_Records shown_.
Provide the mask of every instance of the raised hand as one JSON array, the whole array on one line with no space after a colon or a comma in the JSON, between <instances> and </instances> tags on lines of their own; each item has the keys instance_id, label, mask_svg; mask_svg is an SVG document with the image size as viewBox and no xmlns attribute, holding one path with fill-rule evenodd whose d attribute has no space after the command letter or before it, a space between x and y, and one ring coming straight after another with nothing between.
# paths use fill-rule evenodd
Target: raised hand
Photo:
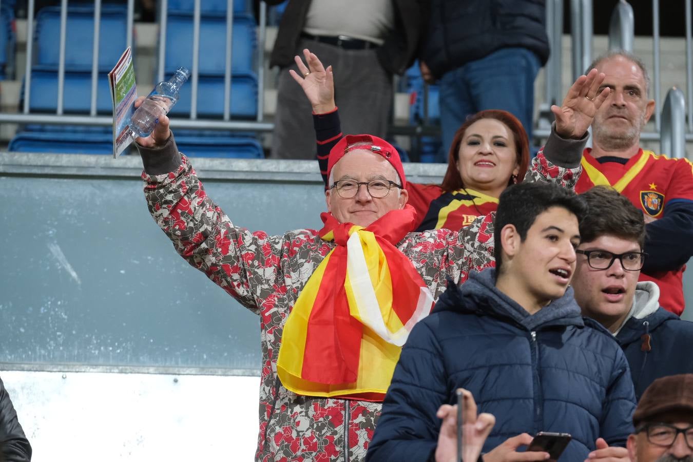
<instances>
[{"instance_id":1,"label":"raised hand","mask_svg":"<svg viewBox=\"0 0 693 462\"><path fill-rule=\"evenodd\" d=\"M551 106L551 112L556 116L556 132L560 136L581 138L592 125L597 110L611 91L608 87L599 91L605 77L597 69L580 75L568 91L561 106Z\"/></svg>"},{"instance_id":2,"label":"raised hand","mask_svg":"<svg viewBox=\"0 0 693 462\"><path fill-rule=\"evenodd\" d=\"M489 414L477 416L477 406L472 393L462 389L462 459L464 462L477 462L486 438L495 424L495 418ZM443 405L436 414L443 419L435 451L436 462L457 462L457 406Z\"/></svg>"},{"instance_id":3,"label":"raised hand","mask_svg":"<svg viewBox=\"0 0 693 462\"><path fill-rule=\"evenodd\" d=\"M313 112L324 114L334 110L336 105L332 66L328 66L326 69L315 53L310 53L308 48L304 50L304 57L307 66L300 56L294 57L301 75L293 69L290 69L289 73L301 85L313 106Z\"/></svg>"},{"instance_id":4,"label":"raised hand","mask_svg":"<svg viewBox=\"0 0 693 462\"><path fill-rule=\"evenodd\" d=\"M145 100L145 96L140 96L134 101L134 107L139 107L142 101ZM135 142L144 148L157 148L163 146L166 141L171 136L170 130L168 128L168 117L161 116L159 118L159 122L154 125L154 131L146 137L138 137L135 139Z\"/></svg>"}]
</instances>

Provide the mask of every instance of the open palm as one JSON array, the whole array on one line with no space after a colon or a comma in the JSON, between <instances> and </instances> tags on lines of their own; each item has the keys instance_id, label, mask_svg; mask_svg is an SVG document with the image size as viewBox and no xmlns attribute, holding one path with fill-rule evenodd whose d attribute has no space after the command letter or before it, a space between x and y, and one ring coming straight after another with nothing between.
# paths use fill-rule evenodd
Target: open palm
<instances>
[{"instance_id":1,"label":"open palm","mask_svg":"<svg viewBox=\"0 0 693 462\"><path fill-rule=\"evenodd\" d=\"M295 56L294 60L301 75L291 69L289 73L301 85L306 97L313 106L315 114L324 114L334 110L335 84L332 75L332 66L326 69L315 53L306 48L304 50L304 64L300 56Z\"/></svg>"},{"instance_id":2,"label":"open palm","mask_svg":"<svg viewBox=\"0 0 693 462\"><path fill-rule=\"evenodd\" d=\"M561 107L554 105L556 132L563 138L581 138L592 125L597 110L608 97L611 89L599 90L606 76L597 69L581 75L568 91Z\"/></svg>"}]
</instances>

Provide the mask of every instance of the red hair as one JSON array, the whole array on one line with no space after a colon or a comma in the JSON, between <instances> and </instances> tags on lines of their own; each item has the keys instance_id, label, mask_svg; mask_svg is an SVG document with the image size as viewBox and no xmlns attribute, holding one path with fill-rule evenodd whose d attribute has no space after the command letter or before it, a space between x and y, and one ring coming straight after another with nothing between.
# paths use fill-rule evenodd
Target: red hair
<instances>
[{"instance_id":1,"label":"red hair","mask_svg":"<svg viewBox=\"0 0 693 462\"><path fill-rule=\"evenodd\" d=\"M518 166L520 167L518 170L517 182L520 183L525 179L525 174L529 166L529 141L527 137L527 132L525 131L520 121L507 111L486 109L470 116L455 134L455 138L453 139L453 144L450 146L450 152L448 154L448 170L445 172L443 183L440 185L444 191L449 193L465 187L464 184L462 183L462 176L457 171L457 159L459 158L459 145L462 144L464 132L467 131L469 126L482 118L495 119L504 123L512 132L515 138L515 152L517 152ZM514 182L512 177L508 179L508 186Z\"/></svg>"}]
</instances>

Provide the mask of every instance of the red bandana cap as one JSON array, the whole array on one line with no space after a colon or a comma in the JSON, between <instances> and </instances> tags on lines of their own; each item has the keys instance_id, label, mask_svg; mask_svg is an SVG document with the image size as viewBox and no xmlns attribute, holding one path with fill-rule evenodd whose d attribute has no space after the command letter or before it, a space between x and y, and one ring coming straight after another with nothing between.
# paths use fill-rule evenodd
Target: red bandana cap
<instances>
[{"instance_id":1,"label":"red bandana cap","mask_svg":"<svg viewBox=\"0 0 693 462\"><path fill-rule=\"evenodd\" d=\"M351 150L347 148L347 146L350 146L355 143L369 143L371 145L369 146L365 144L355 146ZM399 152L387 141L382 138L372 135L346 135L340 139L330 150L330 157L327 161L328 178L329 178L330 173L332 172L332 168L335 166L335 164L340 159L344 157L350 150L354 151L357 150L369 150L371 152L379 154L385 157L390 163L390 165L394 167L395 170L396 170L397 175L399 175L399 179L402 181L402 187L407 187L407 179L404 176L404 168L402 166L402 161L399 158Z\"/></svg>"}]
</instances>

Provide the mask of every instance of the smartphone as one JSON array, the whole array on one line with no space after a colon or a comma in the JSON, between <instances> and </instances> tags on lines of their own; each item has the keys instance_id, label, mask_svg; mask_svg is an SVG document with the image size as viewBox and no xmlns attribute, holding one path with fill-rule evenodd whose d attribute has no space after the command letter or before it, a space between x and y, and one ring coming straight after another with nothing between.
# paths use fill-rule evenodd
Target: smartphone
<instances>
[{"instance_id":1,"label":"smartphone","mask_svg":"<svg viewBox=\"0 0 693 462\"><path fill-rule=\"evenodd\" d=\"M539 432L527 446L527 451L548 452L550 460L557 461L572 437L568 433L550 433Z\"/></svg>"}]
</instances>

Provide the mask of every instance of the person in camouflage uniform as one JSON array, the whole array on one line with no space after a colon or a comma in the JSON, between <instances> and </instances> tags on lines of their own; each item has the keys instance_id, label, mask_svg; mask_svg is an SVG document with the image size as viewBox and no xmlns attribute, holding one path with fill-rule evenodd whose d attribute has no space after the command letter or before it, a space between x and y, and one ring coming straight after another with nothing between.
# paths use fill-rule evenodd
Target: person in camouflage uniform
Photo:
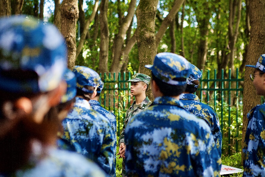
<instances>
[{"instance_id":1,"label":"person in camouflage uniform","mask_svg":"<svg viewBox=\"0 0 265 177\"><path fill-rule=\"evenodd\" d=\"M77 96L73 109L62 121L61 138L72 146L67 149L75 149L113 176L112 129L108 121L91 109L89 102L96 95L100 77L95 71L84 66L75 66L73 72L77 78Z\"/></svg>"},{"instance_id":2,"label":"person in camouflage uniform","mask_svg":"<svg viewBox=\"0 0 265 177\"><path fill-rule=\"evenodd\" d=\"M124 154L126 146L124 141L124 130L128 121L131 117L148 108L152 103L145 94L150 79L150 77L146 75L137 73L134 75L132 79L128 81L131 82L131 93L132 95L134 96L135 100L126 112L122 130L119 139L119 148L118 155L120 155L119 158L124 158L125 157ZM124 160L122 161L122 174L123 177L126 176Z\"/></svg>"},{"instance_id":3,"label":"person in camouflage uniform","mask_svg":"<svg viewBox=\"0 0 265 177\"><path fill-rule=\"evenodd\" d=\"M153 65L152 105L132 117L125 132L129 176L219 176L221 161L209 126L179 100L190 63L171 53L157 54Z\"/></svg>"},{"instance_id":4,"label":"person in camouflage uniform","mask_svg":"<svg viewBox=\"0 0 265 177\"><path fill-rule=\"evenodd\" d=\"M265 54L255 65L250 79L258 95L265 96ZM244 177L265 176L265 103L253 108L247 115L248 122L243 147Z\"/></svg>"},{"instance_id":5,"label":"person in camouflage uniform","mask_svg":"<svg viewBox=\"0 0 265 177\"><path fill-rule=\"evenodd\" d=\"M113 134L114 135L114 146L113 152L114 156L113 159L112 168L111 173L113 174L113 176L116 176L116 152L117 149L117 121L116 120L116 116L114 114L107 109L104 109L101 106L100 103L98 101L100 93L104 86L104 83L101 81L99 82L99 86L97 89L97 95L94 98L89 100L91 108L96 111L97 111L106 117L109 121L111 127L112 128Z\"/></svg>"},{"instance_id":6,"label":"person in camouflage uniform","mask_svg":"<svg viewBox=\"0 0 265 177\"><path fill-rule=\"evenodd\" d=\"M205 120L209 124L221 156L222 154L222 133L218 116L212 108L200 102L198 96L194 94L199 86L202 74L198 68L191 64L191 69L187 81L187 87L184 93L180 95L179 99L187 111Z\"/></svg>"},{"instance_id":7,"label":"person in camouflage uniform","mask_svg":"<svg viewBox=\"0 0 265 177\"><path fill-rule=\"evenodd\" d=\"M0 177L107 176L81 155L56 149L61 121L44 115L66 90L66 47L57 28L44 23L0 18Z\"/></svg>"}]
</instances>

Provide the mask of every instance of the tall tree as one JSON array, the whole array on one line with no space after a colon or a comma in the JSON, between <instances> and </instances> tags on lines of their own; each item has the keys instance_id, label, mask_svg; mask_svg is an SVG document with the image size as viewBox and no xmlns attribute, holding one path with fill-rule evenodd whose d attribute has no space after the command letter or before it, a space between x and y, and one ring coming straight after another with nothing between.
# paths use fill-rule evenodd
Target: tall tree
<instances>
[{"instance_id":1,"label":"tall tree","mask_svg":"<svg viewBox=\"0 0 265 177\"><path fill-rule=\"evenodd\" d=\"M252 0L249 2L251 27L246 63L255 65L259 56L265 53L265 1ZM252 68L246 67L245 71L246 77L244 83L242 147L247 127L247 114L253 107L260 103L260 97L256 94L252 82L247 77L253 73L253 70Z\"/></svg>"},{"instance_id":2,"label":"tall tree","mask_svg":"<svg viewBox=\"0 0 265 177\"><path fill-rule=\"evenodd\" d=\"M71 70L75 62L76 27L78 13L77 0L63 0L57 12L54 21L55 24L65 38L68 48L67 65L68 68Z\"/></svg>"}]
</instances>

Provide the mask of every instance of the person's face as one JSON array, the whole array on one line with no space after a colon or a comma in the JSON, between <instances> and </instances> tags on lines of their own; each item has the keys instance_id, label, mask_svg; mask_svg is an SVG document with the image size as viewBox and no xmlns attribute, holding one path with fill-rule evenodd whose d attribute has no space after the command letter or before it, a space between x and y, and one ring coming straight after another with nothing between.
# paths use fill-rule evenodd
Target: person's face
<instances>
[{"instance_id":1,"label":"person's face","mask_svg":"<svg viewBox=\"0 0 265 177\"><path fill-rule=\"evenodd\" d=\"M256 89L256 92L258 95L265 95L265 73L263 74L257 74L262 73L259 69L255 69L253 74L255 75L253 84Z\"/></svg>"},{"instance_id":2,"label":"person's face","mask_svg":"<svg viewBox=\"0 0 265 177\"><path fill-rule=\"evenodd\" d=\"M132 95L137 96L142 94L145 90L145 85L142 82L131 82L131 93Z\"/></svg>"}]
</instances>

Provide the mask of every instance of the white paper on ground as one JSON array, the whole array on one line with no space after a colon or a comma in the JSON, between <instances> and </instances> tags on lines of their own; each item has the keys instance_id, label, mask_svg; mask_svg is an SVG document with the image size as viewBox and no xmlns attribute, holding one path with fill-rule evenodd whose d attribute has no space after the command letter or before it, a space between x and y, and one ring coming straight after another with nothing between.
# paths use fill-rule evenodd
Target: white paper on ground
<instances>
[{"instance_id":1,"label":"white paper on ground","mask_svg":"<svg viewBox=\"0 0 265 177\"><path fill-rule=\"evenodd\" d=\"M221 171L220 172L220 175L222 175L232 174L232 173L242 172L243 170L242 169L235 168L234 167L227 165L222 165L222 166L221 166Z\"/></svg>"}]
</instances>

_Required work_.
Emit verbatim the lines running from the one with "Provide the mask of every instance of the white" through the last line of the data, both endpoints inclusive.

_Output of the exercise_.
Provide the mask of every instance of the white paper on ground as one JSON array, the whole array on one line with no space after a colon or a comma in the JSON, between <instances> and </instances> tags on lines of their own; each item has the keys instance_id, label, mask_svg; mask_svg is an SVG document with the image size as viewBox and no xmlns attribute, holding one path with fill-rule evenodd whose d attribute has no space after the command letter or before it, a space between x and y, and one ring coming straight after another with nothing between.
# paths use fill-rule evenodd
Target: white paper on ground
<instances>
[{"instance_id":1,"label":"white paper on ground","mask_svg":"<svg viewBox=\"0 0 265 177\"><path fill-rule=\"evenodd\" d=\"M221 171L220 172L220 175L222 175L232 174L232 173L242 172L243 170L242 169L235 168L234 167L227 165L222 165L222 166L221 166Z\"/></svg>"}]
</instances>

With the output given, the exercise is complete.